→ **EXERCISE TASK**
Lay out the rows below as a numbered list, leaving out blank lines.

[Collected data]
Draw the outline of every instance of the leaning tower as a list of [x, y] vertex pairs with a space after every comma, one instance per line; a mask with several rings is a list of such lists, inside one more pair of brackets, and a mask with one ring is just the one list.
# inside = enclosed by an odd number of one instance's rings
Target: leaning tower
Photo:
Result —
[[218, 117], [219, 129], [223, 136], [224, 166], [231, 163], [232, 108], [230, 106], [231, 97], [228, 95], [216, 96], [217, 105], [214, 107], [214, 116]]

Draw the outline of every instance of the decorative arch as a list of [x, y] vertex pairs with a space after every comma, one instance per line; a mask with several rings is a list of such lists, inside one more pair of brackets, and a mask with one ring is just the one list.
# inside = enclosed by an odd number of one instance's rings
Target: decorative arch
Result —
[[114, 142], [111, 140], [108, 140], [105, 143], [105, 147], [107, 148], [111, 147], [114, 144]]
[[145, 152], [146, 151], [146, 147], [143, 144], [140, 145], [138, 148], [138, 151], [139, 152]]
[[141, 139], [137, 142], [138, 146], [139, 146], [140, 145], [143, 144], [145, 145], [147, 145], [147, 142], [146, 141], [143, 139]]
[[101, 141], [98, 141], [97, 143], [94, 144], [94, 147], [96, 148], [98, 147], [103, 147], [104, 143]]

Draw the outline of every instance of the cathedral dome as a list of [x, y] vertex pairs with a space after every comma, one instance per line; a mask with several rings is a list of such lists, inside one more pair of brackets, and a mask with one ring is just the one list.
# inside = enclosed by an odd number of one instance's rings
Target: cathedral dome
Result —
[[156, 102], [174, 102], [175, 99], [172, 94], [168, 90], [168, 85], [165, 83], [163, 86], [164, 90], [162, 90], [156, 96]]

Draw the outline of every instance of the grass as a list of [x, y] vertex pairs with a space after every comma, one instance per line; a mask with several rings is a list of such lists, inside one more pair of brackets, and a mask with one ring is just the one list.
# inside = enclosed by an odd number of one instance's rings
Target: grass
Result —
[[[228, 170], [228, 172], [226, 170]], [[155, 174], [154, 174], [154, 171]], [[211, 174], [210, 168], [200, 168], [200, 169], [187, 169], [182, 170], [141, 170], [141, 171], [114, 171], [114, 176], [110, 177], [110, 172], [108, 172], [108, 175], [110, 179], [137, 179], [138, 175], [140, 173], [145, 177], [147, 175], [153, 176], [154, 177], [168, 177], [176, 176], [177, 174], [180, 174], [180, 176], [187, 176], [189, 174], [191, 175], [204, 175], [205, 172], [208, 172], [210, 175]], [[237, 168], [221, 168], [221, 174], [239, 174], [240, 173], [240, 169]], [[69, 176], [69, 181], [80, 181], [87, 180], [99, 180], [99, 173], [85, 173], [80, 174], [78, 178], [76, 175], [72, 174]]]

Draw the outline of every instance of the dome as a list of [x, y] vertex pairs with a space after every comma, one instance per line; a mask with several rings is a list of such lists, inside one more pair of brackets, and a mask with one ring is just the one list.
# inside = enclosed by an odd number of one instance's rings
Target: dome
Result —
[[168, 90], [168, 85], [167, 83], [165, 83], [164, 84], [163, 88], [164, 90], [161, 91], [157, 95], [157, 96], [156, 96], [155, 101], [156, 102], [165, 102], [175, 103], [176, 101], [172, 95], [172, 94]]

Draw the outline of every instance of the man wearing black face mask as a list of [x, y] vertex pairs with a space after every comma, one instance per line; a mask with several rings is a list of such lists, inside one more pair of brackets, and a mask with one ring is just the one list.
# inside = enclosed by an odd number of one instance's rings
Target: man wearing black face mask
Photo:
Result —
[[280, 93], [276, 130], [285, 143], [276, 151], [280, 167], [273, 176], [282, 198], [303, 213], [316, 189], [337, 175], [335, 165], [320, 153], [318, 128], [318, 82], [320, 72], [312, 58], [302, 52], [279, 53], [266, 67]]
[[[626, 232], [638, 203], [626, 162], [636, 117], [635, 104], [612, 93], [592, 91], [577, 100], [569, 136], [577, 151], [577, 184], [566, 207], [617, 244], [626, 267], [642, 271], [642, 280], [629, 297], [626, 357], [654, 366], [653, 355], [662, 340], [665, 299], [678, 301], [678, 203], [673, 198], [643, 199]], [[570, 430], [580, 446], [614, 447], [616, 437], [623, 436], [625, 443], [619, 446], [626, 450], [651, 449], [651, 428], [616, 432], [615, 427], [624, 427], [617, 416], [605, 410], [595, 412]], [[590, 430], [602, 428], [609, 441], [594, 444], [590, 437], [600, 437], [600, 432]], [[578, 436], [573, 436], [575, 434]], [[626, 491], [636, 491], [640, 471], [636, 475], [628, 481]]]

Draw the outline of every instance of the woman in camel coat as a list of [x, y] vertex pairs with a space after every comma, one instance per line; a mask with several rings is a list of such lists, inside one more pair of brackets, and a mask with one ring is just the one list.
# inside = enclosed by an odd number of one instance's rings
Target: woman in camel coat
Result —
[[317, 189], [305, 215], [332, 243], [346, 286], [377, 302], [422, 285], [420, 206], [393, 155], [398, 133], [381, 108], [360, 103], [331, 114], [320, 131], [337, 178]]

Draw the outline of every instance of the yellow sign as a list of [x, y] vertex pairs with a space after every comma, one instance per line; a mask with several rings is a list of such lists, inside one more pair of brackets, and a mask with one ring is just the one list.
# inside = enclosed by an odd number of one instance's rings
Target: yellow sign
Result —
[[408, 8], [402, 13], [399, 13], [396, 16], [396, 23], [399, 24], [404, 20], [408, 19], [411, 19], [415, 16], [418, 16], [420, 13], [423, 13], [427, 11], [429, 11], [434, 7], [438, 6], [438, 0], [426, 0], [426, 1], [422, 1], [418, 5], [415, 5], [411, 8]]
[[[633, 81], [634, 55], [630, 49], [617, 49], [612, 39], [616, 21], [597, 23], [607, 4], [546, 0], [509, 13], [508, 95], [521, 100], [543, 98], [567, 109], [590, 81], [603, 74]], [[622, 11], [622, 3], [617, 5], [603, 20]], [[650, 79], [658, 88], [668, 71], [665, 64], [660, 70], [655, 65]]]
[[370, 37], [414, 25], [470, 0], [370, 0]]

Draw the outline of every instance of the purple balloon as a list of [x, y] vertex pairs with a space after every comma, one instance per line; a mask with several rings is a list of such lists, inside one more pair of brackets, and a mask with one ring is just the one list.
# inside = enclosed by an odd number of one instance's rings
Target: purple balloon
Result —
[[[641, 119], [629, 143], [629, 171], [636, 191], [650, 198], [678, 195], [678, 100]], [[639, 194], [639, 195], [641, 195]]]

→ **OUTPUT BELOW**
1. Draw the outline of every instance of the leaning tower as a list of [x, y] vertex pairs with a space after every comma, one instance per line; a mask with several rings is a list of such lists, inside one more pair of brackets, and a mask with one ring is just the one list.
2. # inside = enclosed by an odd number of one instance's rings
3. Target: leaning tower
4. Photo:
5. Result —
6. [[218, 117], [219, 129], [223, 136], [224, 166], [231, 163], [232, 108], [230, 106], [231, 97], [228, 95], [216, 96], [217, 105], [214, 107], [214, 116]]
7. Draw the outline of every instance of the decorative arch as a list of [x, y] vertex pairs with a space after every comma, one instance per line; a mask with several rings is a list of such lists, inside one more pair of brackets, and a mask with one ring is just the one list.
8. # inside = enclosed by an odd number of one instance's rings
9. Target: decorative arch
10. Result —
11. [[114, 142], [111, 140], [108, 140], [105, 143], [105, 147], [107, 148], [111, 147], [114, 144]]
12. [[145, 152], [146, 151], [146, 147], [143, 144], [140, 145], [138, 148], [138, 151], [139, 152]]
13. [[141, 139], [137, 142], [138, 146], [139, 146], [140, 145], [143, 144], [145, 145], [147, 145], [147, 142], [146, 141], [143, 139]]
14. [[101, 141], [98, 141], [97, 143], [94, 144], [94, 147], [96, 148], [98, 147], [103, 147], [104, 143]]
15. Draw the outline of every instance of the cathedral dome as a list of [x, y] vertex pairs with a space after every comma, one instance per line; a mask with several rings is a list of such lists, inside one more pair of brackets, and a mask with one ring is just the one list.
16. # inside = enclosed by an odd number of one instance's rings
17. Target: cathedral dome
18. Result —
19. [[156, 102], [174, 102], [175, 99], [172, 94], [168, 90], [168, 85], [165, 83], [163, 86], [164, 90], [162, 90], [156, 96]]
20. Draw the outline of every instance of the grass as a list of [x, y] vertex pairs with a space after every comma, one instance per line; a mask with several rings is a list of such lists, inside one more pair of brackets, and a mask with one ring is just the one list.
21. # inside = enclosed by an odd number of one instance's rings
22. Target: grass
23. Result —
24. [[[228, 170], [228, 172], [226, 170]], [[155, 174], [154, 174], [154, 171]], [[211, 174], [210, 168], [200, 168], [200, 169], [187, 169], [182, 170], [141, 170], [141, 171], [114, 171], [114, 176], [110, 177], [110, 172], [108, 172], [108, 175], [110, 179], [137, 179], [138, 175], [140, 173], [145, 177], [147, 175], [153, 176], [154, 177], [168, 177], [176, 176], [177, 174], [180, 174], [180, 176], [187, 176], [189, 174], [191, 175], [204, 175], [205, 172], [208, 172], [210, 175]], [[237, 168], [221, 168], [221, 174], [239, 174], [240, 173], [240, 169]], [[69, 176], [69, 181], [80, 181], [87, 180], [99, 180], [99, 173], [85, 173], [80, 174], [78, 178], [76, 175], [72, 174]]]
25. Draw the outline of every instance of the dome as a list of [x, y] vertex pairs with a space after every comma, one instance per line; a mask with several rings is a list of such lists, inside one more pair of brackets, and a mask with one ring is just the one list.
26. # inside = enclosed by an odd number of one instance's rings
27. Target: dome
28. Result —
29. [[168, 90], [168, 85], [167, 83], [165, 83], [164, 84], [163, 88], [164, 90], [161, 91], [157, 95], [157, 96], [156, 96], [155, 101], [156, 102], [165, 102], [175, 103], [176, 101], [172, 95], [172, 94]]
30. Draw the outline of every instance of the man wearing black face mask as a list of [x, y] vertex pairs with a space after every comma, one instance per line; a mask with several rings is a list of such lists, inside one more pair of brackets, and a mask with one ring is just the one list.
31. # inside = enclosed by an odd number of one instance's rings
32. Target: man wearing black face mask
33. Photo:
34. Result —
35. [[280, 93], [276, 130], [285, 143], [276, 151], [280, 167], [273, 176], [282, 198], [303, 213], [316, 189], [337, 175], [335, 165], [320, 153], [318, 128], [318, 82], [320, 72], [312, 58], [302, 52], [279, 53], [266, 67]]
36. [[[626, 232], [638, 203], [626, 162], [636, 117], [635, 104], [612, 93], [592, 91], [577, 100], [569, 136], [577, 151], [577, 184], [566, 207], [617, 244], [626, 267], [642, 271], [642, 280], [629, 297], [626, 357], [654, 366], [653, 355], [662, 340], [665, 299], [678, 301], [678, 203], [673, 198], [643, 199]], [[570, 430], [580, 446], [614, 447], [616, 437], [623, 436], [625, 443], [619, 446], [626, 450], [651, 449], [651, 428], [616, 432], [615, 427], [624, 427], [617, 416], [605, 410], [595, 412]], [[590, 430], [602, 428], [609, 441], [594, 444], [590, 437], [600, 437], [600, 432]], [[578, 436], [573, 436], [575, 434]], [[626, 491], [636, 491], [640, 471], [636, 475], [628, 481]]]
37. Draw the outline of every instance of the woman in camel coat as a list of [x, y] vertex pairs with a space after every comma, one instance per line; a mask with several rings is a list of such lists, inside one more pair of brackets, and a mask with one ring is just the one list.
38. # inside = enclosed by an odd number of one instance's rings
39. Target: woman in camel coat
40. Result —
41. [[317, 189], [305, 215], [332, 243], [346, 286], [377, 302], [422, 285], [420, 206], [393, 155], [398, 133], [381, 108], [360, 103], [331, 114], [320, 131], [337, 178]]
42. Draw the outline of every instance of the yellow sign as a list of [x, y] vertex pairs with a space after every comma, one instance per line; a mask with several rings is a list of such lists, inside one more pair of brackets, and a mask with one ring is just the one list.
43. # inside = enclosed by an odd number of one instance's rings
44. Target: yellow sign
45. Result —
46. [[408, 8], [402, 13], [399, 13], [396, 16], [396, 23], [399, 24], [404, 20], [408, 19], [411, 19], [415, 16], [418, 16], [420, 13], [423, 13], [427, 11], [429, 11], [434, 7], [438, 6], [438, 0], [426, 0], [426, 1], [422, 1], [418, 5], [415, 5], [411, 8]]
47. [[[633, 81], [634, 55], [630, 49], [617, 49], [612, 39], [616, 21], [597, 23], [607, 4], [546, 0], [509, 13], [508, 95], [521, 100], [543, 98], [567, 109], [590, 81], [603, 74]], [[622, 11], [622, 3], [617, 5], [603, 20]], [[650, 79], [658, 88], [668, 71], [665, 64], [660, 70], [655, 65]]]
48. [[370, 37], [414, 25], [470, 0], [370, 0]]
49. Draw the outline of every instance of the purple balloon as a list of [x, y] vertex pairs with a space after every comma, one instance per line; a mask with several rings is a list of such lists, inside one more pair of brackets, and a mask with one ring is just the one list.
50. # inside = enclosed by an odd number of one instance's rings
51. Target: purple balloon
52. Result —
53. [[[641, 119], [629, 143], [629, 171], [636, 191], [650, 198], [678, 195], [678, 100]], [[639, 194], [639, 195], [641, 195]]]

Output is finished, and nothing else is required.